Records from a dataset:
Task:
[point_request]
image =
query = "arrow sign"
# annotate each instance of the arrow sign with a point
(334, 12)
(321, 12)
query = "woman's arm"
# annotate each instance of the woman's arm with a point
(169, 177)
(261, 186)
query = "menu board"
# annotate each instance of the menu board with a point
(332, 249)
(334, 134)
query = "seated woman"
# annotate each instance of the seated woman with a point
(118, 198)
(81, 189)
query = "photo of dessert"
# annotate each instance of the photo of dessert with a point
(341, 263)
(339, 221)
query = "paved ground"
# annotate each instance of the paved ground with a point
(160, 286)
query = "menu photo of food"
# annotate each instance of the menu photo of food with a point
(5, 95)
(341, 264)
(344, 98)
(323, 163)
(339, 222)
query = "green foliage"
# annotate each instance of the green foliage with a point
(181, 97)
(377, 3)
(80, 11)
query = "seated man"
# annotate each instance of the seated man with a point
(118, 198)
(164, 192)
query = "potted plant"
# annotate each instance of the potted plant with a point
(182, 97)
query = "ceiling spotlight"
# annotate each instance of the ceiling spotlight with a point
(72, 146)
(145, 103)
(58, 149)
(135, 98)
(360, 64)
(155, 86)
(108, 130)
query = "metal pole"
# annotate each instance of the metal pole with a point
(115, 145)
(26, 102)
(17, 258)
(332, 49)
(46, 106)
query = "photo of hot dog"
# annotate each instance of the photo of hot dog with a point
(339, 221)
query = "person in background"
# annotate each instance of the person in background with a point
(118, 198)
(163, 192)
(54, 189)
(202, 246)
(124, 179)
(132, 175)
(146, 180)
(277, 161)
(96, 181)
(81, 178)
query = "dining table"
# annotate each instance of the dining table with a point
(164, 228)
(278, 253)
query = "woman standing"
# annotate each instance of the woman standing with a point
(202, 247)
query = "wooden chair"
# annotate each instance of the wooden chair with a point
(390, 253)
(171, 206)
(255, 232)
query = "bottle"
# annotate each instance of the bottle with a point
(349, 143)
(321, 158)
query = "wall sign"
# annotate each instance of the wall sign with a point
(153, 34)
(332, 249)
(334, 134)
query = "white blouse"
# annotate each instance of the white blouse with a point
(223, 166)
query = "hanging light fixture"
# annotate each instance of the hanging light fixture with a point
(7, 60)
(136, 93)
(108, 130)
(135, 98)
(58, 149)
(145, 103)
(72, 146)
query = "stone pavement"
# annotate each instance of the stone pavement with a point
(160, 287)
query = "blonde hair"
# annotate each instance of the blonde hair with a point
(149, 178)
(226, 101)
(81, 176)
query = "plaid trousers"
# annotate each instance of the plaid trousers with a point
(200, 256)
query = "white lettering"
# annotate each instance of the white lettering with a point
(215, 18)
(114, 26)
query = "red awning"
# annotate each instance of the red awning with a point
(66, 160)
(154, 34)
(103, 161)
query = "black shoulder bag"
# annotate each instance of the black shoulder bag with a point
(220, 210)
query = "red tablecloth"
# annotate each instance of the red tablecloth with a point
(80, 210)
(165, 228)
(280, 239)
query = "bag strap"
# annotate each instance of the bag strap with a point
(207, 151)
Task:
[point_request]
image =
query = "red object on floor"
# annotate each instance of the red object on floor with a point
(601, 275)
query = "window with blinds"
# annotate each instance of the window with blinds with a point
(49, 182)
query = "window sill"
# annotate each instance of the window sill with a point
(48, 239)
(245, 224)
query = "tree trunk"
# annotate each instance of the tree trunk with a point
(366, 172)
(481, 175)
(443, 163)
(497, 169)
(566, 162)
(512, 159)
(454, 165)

## Exercise
The answer must be the line containing "# annotate each instance of the red tablecloth" and every line after it to the end of the data, each set down exactly.

## Answer space
# annotate each instance of the red tablecloth with a point
(80, 210)
(165, 228)
(280, 239)
query = "bag strap"
# annotate each instance of the bag strap with a point
(207, 151)
Task:
[point_request]
image =
query = "red object on floor"
# annotate each instance of the red object on floor with a point
(601, 275)
query = "window with blinds"
# annotate each instance of the window with blinds with a point
(49, 182)
query = "window sill"
# annotate each instance of the window sill with a point
(48, 239)
(245, 224)
query = "tree trunk"
# annotate each instance of the tree trunk with a point
(366, 172)
(481, 175)
(443, 163)
(497, 169)
(566, 162)
(512, 159)
(454, 165)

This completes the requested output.